Excerpted passage
[Start of Attachment]
The DNA test was an attempt to clear the air, in light of President Donald Trump's repeated use of the slur "Pocahontas" to mock Warren's claims. (He had even challenged her to take the test and donate $1 million to the charity of her choice if the results were positive.) According to Bustamante, the senator "absolutely [had] a Native American ancestor in [her] pedigree," dating from six to 10 generations.
But the test backfired. It was not only insulting to Indigenous peoples and muddled the mainstream perception of how sovereign tribal nations determine citizenship, but also played directly into the United States' persistent racial essentialism. Warren faced backlash from most tribal leaders, including from Cherokee Nation. "Sovereign tribal nations set their own legal requirements for citizenship, and while DNA tests can be used to determine lineage, such as paternity to an individual, it is not evidence for tribal affiliation," the Cherokee Nation’s secretary of state Chuck Hoskin, Jr. said in a statement at the time. "Using a DNA test to lay claim to any connection to the Cherokee Nation or any tribal nation, even vaguely, is inappropriate and wrong."
[End of Attachment]
Exercise A
In the passage on Warren's DNA test, who was the Cherokee Nation's secretary of state at the time?
Exercise B
Transcribe the passage on Warren's DNA test, starting with "The DNA test" and going on through "to 10 generations.".
Exercise C
Pick up the passage on Warren's DNA test from its final sentence and continue it.

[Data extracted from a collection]
[Start of Attachment]
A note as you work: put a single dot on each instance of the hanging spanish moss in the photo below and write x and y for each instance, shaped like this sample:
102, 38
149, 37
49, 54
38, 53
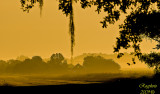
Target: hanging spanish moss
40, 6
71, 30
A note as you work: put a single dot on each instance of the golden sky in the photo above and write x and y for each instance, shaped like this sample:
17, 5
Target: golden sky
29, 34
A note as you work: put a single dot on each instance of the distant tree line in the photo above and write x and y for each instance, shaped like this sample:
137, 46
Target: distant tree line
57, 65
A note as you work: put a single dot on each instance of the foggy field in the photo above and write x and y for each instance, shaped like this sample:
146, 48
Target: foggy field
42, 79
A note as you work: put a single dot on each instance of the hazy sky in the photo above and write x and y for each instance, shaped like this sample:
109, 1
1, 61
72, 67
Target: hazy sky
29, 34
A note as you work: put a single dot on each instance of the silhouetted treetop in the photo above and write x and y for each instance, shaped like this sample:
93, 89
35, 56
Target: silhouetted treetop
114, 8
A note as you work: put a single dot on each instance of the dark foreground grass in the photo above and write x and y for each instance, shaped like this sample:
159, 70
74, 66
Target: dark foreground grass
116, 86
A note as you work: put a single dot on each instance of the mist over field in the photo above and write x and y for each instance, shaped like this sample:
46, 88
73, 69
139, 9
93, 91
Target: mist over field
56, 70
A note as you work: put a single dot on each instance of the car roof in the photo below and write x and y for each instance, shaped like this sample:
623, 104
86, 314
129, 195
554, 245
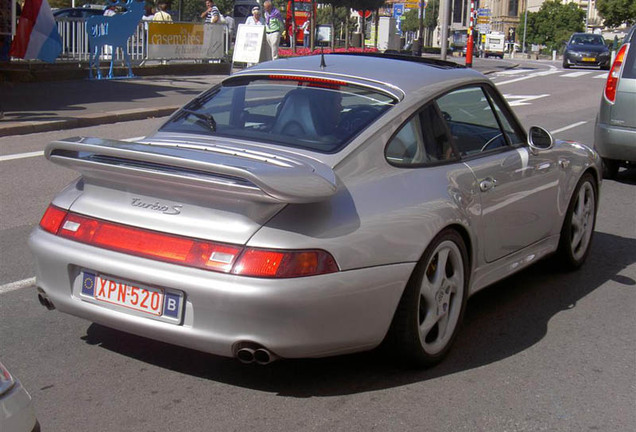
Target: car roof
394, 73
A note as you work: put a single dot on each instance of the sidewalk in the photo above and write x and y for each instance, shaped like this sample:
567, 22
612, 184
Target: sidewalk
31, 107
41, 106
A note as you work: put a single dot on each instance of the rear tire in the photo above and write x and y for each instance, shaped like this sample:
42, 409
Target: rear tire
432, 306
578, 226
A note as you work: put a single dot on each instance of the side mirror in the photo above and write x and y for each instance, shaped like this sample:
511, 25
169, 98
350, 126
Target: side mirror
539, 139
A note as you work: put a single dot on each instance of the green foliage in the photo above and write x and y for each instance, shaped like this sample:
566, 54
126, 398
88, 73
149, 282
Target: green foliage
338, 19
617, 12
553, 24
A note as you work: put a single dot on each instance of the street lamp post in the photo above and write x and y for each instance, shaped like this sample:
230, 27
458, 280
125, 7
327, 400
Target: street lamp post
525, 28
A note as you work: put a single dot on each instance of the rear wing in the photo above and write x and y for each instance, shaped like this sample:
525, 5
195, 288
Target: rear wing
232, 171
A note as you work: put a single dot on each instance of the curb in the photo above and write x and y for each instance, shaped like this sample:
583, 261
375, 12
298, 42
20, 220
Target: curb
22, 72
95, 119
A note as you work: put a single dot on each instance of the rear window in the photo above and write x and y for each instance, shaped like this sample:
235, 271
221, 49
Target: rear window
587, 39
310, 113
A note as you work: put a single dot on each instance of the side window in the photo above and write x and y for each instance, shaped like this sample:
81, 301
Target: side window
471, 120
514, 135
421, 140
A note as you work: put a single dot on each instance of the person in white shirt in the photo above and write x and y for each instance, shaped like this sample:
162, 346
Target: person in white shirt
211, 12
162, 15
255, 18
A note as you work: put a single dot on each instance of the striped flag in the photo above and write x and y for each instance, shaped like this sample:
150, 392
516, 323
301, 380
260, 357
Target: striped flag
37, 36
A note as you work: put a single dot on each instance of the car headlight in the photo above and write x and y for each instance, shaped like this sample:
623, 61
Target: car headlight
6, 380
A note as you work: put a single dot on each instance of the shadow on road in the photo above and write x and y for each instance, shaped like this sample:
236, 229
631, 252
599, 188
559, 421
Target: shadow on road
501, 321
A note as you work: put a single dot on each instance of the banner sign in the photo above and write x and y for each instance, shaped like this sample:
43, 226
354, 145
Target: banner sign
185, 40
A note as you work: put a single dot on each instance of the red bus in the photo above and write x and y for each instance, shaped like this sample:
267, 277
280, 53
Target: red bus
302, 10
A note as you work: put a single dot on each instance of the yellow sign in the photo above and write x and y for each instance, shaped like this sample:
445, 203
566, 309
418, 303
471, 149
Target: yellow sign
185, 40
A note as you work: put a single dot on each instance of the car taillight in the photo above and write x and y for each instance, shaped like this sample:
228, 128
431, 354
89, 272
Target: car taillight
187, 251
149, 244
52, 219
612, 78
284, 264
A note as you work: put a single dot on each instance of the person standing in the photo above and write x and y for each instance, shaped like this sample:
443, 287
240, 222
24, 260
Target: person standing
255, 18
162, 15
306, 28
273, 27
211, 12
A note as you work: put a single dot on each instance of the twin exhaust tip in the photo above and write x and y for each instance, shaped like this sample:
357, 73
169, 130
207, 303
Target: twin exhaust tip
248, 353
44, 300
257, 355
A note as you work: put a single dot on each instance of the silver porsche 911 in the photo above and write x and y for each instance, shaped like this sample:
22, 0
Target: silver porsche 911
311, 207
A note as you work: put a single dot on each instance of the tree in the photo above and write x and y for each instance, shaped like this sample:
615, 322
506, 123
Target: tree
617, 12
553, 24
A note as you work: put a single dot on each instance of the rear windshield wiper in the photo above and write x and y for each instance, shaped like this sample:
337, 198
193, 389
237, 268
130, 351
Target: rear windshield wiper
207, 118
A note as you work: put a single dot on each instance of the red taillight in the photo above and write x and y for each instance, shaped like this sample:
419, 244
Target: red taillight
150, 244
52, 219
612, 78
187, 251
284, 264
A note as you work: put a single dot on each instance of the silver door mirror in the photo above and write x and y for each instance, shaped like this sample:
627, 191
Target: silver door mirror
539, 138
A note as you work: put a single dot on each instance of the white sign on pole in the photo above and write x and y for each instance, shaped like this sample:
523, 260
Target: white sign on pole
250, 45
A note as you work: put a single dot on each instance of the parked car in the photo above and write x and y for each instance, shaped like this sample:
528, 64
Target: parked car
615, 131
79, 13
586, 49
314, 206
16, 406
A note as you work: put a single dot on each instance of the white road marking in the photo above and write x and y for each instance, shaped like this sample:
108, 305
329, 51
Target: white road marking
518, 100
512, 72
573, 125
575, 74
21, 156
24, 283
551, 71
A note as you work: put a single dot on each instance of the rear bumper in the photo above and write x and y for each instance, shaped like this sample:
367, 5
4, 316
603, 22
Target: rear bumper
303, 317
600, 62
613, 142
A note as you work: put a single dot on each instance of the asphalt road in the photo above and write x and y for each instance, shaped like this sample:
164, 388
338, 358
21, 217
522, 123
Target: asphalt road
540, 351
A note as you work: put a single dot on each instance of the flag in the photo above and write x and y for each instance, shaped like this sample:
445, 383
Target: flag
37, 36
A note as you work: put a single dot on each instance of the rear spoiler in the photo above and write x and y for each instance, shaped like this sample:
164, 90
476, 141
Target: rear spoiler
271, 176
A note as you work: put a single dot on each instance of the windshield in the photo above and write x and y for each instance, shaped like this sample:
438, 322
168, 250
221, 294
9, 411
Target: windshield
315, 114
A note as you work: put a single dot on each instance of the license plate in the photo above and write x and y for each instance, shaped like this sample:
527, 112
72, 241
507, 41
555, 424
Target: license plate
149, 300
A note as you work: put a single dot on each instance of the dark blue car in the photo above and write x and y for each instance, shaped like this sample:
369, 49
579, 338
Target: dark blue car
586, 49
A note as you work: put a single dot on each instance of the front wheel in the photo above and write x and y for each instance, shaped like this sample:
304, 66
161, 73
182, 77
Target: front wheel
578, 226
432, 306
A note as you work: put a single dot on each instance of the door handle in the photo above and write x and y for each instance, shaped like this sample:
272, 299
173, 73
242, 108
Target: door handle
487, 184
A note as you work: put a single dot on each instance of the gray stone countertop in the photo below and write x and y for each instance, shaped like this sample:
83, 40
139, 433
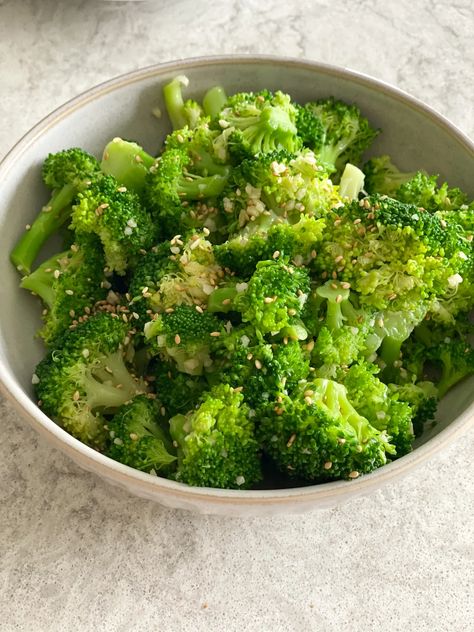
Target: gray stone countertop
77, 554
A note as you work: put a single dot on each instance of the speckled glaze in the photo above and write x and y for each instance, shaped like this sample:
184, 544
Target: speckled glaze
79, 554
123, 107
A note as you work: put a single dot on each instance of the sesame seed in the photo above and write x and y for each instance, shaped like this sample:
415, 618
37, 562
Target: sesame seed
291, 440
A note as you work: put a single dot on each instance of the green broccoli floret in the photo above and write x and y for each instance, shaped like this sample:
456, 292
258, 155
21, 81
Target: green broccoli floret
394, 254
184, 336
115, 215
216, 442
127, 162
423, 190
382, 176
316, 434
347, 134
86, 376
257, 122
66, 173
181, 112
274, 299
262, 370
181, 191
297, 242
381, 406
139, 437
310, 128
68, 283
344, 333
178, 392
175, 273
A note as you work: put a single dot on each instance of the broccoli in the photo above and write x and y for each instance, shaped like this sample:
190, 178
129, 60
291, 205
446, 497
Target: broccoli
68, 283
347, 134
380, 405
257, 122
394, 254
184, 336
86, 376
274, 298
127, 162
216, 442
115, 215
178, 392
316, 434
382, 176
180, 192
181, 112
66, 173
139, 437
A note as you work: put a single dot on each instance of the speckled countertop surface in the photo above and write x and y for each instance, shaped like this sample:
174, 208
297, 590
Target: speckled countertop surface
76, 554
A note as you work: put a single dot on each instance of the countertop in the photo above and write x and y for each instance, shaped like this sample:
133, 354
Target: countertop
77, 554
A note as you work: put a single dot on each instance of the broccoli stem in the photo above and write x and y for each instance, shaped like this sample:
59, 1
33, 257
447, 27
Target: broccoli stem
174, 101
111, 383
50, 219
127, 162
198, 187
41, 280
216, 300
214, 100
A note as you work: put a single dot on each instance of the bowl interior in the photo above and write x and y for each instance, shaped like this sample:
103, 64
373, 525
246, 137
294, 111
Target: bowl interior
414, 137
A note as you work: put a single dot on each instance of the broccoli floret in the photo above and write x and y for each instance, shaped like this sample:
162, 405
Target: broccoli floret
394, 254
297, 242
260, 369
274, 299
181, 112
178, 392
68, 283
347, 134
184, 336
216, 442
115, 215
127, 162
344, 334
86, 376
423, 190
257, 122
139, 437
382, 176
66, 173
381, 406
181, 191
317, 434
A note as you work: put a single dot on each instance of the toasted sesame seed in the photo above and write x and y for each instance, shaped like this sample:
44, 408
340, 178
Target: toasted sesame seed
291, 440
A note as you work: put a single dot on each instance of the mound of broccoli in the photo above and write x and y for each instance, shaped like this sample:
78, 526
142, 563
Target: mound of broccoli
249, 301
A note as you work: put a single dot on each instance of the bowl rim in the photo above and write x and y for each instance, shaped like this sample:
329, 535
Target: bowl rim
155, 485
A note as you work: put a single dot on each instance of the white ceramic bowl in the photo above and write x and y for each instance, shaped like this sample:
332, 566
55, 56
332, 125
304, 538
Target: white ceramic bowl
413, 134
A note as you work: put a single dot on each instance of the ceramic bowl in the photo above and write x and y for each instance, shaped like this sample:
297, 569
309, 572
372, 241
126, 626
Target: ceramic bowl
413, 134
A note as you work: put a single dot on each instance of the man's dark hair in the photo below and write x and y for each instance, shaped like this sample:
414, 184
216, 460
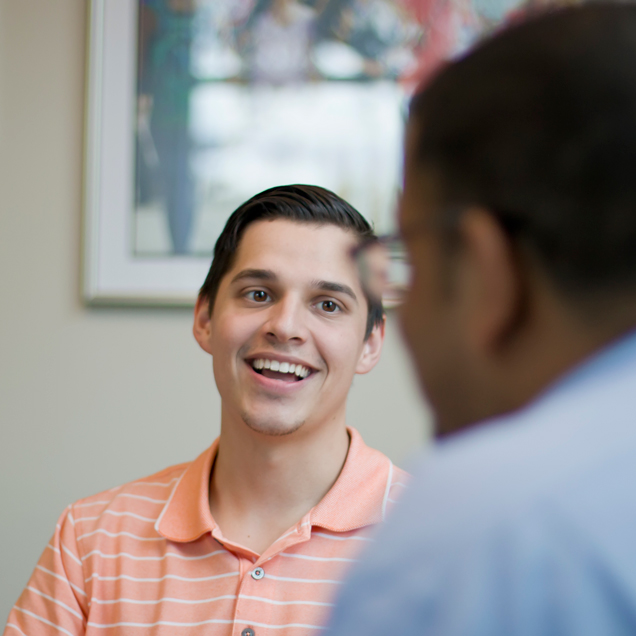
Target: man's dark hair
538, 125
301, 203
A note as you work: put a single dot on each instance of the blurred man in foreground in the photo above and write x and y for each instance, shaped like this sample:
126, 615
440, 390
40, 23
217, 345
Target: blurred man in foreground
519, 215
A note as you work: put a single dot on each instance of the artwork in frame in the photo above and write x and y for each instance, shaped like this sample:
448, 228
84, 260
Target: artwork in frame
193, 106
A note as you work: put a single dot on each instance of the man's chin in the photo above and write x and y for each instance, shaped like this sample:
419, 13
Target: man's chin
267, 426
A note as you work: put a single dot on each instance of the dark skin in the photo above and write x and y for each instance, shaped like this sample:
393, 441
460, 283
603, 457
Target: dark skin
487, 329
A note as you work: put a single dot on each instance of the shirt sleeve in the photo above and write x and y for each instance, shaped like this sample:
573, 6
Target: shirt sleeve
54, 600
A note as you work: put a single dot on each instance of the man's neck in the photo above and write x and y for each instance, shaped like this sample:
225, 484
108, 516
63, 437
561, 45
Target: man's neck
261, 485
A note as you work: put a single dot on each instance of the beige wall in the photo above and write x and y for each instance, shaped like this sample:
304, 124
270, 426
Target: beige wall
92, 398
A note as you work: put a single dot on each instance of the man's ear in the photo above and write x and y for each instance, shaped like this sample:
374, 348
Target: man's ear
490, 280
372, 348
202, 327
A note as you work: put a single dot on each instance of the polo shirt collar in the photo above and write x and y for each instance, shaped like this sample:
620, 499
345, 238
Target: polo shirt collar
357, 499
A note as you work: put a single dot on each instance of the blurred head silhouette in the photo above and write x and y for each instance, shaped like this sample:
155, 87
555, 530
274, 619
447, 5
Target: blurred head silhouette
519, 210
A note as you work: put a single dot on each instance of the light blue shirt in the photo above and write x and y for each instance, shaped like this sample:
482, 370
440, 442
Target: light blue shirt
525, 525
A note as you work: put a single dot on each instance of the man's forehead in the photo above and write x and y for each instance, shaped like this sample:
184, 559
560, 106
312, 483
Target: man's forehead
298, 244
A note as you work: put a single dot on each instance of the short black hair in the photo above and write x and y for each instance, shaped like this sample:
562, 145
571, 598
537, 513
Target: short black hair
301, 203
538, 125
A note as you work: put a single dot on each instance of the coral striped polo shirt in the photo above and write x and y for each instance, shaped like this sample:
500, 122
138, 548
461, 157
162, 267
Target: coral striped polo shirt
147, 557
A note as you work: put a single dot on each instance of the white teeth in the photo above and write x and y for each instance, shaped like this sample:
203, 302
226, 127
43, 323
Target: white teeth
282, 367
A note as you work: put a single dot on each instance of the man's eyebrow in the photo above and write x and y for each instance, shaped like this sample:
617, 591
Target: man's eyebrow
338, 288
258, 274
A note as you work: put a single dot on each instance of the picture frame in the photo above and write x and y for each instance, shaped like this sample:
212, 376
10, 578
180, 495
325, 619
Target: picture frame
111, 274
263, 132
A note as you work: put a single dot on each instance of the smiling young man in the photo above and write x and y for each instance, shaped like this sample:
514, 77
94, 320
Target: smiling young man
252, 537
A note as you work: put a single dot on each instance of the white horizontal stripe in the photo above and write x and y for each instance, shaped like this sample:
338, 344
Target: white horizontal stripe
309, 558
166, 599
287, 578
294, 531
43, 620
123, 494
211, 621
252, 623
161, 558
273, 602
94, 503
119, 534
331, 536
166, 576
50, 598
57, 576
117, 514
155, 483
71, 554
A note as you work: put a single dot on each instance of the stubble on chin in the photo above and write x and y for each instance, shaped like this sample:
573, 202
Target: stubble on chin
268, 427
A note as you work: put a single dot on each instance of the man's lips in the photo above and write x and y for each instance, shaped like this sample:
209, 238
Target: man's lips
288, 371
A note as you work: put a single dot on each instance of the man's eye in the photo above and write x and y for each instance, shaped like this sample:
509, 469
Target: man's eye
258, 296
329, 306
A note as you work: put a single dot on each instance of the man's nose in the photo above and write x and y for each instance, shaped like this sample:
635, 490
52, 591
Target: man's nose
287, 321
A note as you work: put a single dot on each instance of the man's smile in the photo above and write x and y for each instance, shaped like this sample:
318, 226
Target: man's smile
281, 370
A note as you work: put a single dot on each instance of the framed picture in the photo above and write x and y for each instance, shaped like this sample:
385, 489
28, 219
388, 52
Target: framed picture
[End of Attachment]
Reply A
Chuck Hoskin, Jr.

Reply B
The DNA test was an attempt to clear the air, in light of President Donald Trump's repeated use of the slur "Pocahontas" to mock Warren's claims. (He had even challenged her to take the test and donate $1 million to the charity of her choice if the results were positive.) According to Bustamante, the senator "absolutely [had] a Native American ancestor in [her] pedigree," dating from six to 10 generations.

Reply C
And of course, Trump also refused to honor the bet and continued to peddle the "Pocahontas" slur.
But as she prepares to formally launch her 2020 presidential campaign, Warren has been trying to make amends. She has insisted she's not trying to make it seem like she belongs to a marginalized community, nor she's seeking tribal citizenship. "I am not a person of color. I am not a citizen of a tribe," she said in Sioux City, IA last month. "I grew up in Oklahoma, and like a lot of folks in Oklahoma, we heard stories about our ancestry. When I first ran for public office, Republicans homed in on this part of my history, and thought they could make a lot of hay out of it. A lot of racial slurs, and a lot of ugly stuff. And so my decision was — I’m just gonna put it all out there."